**What the exercise asks:** Would you return all of this data exactly, leaving nothing out?

Records of labeled points:

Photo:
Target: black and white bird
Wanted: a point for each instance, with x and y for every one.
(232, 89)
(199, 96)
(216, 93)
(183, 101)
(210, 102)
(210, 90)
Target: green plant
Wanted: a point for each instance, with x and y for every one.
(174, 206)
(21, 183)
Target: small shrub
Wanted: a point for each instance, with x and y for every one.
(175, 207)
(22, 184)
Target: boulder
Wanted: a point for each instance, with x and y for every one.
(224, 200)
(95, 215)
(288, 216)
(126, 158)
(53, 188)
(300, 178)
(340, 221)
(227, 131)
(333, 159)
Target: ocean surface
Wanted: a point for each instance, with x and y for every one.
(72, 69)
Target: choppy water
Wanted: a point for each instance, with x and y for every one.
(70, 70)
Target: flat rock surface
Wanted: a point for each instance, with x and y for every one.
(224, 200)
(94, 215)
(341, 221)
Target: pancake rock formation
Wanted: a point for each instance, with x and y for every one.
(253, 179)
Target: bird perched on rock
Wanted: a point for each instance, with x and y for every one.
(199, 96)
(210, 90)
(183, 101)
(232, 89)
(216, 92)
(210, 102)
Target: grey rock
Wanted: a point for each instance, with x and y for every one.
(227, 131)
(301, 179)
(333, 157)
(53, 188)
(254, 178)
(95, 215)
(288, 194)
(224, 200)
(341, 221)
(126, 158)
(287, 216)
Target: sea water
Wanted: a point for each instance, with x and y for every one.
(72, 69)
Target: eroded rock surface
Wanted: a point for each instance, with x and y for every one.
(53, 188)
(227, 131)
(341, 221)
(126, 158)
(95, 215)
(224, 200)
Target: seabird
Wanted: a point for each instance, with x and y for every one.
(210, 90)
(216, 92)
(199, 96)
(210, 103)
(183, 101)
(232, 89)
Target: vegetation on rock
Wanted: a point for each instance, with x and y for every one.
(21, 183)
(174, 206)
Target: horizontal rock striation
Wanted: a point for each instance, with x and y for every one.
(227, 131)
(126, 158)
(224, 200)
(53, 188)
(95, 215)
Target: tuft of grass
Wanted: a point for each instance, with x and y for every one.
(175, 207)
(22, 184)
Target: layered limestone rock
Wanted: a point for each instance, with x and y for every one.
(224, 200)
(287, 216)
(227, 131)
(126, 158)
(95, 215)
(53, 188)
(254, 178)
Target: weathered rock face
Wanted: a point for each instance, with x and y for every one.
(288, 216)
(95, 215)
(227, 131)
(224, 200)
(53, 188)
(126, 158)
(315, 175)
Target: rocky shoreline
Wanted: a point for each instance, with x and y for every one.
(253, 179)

**Correct output:**
Photo:
Target: black and white bird
Wanted: a point for each instance, with x and y for every one.
(232, 89)
(199, 96)
(216, 93)
(183, 101)
(210, 102)
(210, 90)
Target: green plant
Wanted: a point for each instance, with x and y for every one.
(174, 206)
(21, 183)
Target: small shrub
Wanted: a point for each instance, with x and y for every one.
(175, 207)
(22, 184)
Target: boulder
Wanted: a point for each instance, with x and y for every one.
(224, 200)
(95, 215)
(288, 216)
(126, 158)
(53, 188)
(300, 178)
(340, 221)
(227, 131)
(333, 159)
Target: ocean surface
Wanted: a point for each instance, with x and y for every one.
(72, 69)
Target: choppy water
Wanted: a point for each instance, with x and y for every one.
(70, 70)
Target: flat rock surface
Wanted: a point for each instance, with x and y for every one.
(224, 200)
(94, 215)
(341, 221)
Target: pancake rock formation
Wanted: a point for each instance, with x and y for every one.
(253, 179)
Target: bird perched on rock
Wanted: a point for each instance, with x and y for every one.
(199, 96)
(210, 90)
(183, 101)
(232, 89)
(216, 92)
(210, 102)
Target: grey rock
Wanted: a point for each instance, with x and y for every one.
(227, 131)
(301, 179)
(333, 157)
(53, 188)
(254, 178)
(95, 215)
(288, 194)
(224, 200)
(341, 221)
(126, 158)
(287, 216)
Target: sea water
Wanted: a point for each instance, with x and y for every one.
(72, 69)
Target: eroded rock surface
Wanted: a point for each instance, with x and y for every one.
(53, 188)
(227, 131)
(341, 221)
(126, 158)
(95, 215)
(224, 200)
Target: seabird
Wanted: a point for each instance, with x and y for every one.
(210, 90)
(216, 92)
(199, 96)
(210, 103)
(183, 101)
(232, 89)
Target: vegetation on rock
Wanted: a point for each instance, with x and y for every one.
(21, 183)
(174, 206)
Target: horizontal rock striation
Wanted: a point for each instance, with x and y for every one.
(227, 131)
(126, 158)
(224, 200)
(53, 188)
(95, 215)
Target: tuft of grass
Wanted: a point for each instance, with x and y for every one.
(175, 207)
(22, 184)
Target: layered limestone rock
Wanted: a point for each instance, with x and y for every one.
(224, 200)
(287, 216)
(227, 131)
(126, 158)
(95, 215)
(53, 188)
(254, 178)
Target: weathered rock face
Wanted: a point for each instance, with x and y for every one.
(288, 216)
(95, 215)
(227, 131)
(224, 200)
(53, 188)
(126, 158)
(315, 175)
Target: rocky shoreline
Wanted: a point for each instance, with x and y for every one.
(253, 179)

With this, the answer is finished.